[START]

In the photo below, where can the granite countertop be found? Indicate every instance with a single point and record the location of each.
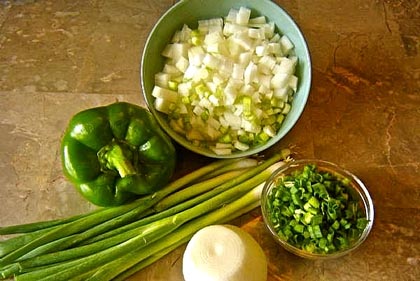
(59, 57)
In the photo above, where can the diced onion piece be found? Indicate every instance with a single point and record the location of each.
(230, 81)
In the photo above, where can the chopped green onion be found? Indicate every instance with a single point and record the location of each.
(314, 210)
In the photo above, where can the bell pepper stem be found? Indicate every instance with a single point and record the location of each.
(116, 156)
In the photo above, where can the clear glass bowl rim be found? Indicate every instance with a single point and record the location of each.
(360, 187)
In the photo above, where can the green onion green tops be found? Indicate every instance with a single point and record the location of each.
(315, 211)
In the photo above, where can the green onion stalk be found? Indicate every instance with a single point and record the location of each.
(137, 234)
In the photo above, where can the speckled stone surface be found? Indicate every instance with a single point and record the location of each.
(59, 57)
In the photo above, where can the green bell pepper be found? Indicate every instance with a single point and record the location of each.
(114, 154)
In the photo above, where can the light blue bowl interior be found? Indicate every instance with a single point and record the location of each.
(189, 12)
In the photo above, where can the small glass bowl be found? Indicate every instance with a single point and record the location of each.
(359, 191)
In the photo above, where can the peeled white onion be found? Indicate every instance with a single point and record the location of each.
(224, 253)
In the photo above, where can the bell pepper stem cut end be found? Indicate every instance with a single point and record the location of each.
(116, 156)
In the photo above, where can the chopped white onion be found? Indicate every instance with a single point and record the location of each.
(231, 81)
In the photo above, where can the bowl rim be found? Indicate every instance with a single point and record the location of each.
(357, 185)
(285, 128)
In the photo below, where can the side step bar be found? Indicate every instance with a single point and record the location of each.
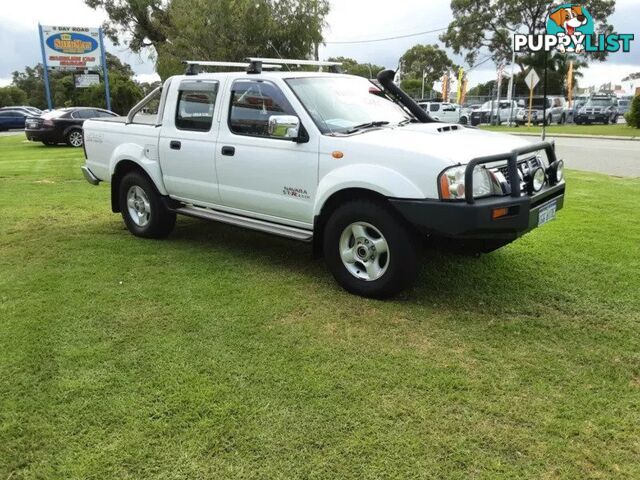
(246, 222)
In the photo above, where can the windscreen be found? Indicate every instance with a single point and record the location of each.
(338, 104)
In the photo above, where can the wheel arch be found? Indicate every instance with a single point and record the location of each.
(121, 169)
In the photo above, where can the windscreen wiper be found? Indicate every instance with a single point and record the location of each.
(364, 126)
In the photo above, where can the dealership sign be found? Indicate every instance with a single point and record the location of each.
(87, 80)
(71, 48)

[END]
[START]

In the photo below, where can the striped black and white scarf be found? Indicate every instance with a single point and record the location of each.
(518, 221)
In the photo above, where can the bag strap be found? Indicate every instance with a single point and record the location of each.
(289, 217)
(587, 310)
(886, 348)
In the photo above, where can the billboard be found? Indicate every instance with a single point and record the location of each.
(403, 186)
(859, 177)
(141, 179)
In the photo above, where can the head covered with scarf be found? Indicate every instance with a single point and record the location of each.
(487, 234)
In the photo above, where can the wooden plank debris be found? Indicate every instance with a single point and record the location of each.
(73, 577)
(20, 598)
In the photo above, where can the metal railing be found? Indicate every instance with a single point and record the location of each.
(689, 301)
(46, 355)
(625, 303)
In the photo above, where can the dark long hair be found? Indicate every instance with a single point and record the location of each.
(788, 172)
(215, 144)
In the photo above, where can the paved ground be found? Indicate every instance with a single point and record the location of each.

[END]

## STATED PROBLEM:
Please copy out the listing word for word from the line with "In the photo above, where can the billboard" to the line with "In the photo above, where can the paved", both of those lines included.

## RESPONSE TO THIS EXERCISE:
In the photo above, where can the billboard be found? Indicate every instance with a single point and record the location of each.
(403, 186)
(859, 177)
(141, 179)
In the photo above, where can the head covered with scarf be found? Indicate every instance with a single point and record the location of each.
(487, 234)
In the photo above, where can the wooden plank debris be found? Indicate every instance with a single point and record the location of each.
(73, 577)
(20, 598)
In the photo above, where can the metal railing be found? Indicate every instance with a single point and record the location of each.
(689, 301)
(46, 355)
(625, 303)
In the photo above, where can the dark long hair be found? Indicate every instance with a single point and record the location of each.
(788, 172)
(215, 144)
In the photo above, where can the paved ground be found? Indicate every instance with a single point and record the location of each.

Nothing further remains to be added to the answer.